(Dataset items)
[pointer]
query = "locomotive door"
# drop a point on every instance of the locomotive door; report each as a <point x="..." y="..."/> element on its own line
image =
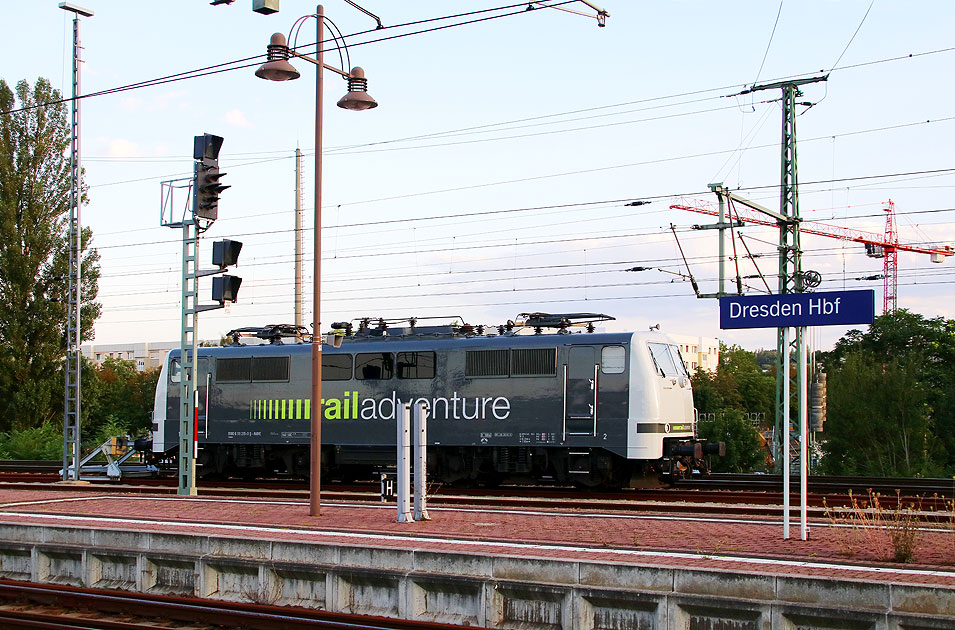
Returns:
<point x="580" y="392"/>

**WHAT THE TASK REQUIRES**
Quote every record above exactly, leaving out any pictures.

**EXPECTED ANSWER**
[pointer]
query = "locomotive door"
# drop a point on every instance of the locomotive door; report each as a <point x="..." y="..."/> element on its own line
image =
Returns:
<point x="580" y="392"/>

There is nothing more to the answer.